-- start GIVEN RECORDS --

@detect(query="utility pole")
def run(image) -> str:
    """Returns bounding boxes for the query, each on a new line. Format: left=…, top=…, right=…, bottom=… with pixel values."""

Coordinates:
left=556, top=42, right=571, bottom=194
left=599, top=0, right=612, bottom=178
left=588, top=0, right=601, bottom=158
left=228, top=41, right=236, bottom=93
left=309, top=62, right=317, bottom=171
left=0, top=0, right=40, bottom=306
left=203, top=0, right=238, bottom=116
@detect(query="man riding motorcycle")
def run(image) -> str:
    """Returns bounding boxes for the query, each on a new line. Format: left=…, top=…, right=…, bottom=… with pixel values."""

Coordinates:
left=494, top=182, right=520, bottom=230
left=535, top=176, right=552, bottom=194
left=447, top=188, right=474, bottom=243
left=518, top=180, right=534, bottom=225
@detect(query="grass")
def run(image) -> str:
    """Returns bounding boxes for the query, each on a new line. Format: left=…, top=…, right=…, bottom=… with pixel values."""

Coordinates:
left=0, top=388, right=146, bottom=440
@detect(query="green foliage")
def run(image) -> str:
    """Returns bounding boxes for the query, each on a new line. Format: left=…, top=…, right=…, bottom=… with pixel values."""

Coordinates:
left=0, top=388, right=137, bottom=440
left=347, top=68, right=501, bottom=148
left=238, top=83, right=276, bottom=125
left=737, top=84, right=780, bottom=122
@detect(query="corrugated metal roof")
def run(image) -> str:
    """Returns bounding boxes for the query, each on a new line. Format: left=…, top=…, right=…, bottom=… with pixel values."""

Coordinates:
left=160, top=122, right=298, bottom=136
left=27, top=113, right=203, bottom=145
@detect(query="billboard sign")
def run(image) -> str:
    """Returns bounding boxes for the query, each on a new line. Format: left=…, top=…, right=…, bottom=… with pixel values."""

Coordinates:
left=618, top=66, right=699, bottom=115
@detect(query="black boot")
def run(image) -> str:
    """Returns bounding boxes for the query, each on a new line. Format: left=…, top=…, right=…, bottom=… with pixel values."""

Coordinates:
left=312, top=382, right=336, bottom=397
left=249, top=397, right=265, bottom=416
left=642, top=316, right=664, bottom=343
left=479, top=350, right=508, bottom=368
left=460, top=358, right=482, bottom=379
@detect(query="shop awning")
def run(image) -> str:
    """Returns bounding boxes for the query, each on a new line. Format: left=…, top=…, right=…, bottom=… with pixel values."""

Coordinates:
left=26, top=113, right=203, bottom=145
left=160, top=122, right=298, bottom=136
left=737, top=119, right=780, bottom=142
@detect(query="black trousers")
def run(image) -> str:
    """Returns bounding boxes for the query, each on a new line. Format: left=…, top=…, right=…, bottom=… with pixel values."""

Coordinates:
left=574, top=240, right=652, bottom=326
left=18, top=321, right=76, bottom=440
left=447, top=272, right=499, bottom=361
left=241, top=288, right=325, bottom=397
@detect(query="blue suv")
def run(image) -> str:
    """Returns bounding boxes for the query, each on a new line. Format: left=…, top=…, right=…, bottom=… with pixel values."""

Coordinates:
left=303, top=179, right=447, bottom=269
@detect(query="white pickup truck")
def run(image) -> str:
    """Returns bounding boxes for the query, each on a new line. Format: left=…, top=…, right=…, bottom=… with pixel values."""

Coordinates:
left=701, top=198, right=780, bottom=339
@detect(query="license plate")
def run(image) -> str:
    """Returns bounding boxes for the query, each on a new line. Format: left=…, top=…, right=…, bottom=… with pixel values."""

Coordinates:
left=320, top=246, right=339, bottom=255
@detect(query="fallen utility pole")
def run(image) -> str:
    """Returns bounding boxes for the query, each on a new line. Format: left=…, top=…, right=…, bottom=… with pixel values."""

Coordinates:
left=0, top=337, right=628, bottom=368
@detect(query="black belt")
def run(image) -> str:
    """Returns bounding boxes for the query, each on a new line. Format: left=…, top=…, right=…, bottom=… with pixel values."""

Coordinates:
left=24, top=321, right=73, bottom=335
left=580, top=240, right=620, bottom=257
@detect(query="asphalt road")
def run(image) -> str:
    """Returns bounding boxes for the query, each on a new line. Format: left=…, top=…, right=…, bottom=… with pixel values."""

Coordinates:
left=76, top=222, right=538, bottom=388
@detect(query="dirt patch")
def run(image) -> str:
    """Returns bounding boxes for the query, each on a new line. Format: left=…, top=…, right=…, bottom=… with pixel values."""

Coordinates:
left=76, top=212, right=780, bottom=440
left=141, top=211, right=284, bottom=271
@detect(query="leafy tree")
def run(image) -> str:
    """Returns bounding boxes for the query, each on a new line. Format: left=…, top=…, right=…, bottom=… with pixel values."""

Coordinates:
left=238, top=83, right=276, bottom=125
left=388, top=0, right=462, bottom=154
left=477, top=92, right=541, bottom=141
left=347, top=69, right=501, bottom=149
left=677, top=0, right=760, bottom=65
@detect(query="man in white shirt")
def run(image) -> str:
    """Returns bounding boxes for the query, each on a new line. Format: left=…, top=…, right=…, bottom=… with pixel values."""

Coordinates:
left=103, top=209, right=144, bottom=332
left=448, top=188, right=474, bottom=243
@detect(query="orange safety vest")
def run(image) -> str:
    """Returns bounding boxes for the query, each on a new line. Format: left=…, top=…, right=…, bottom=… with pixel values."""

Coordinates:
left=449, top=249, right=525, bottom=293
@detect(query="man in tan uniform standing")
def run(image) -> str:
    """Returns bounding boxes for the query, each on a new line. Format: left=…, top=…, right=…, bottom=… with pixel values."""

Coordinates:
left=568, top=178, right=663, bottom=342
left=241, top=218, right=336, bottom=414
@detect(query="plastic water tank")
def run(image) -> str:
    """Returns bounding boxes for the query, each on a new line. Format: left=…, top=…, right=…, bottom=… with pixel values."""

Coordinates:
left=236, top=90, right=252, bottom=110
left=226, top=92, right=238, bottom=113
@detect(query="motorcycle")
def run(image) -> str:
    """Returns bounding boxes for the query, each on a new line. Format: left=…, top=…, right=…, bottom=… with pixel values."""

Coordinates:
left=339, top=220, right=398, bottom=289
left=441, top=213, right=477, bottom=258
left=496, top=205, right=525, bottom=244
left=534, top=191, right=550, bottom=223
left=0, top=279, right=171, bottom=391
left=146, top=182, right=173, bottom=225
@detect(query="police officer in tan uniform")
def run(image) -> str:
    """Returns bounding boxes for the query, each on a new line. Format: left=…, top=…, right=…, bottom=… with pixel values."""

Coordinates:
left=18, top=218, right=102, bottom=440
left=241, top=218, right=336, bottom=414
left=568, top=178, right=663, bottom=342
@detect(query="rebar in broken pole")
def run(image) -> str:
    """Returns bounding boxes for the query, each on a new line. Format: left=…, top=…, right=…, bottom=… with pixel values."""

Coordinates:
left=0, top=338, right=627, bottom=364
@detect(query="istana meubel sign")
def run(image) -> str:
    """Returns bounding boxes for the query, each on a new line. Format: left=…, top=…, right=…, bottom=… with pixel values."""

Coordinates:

-- end GIVEN RECORDS --

Lay out as a numbered list the lines of the entries above, starting at the first line and ending at the line that contains "left=203, top=0, right=238, bottom=116", both ends included. Leave out any blank lines.

1. @detect(query="utility pole")
2. def run(image) -> str:
3.     """Returns bounding boxes for the query, each on a new line. Format: left=…, top=…, right=…, bottom=… with pixel values."""
4. Coordinates:
5. left=556, top=42, right=571, bottom=194
6. left=599, top=0, right=612, bottom=178
7. left=588, top=0, right=601, bottom=158
8. left=228, top=41, right=236, bottom=93
9. left=309, top=62, right=317, bottom=171
10. left=0, top=0, right=40, bottom=306
11. left=203, top=0, right=238, bottom=116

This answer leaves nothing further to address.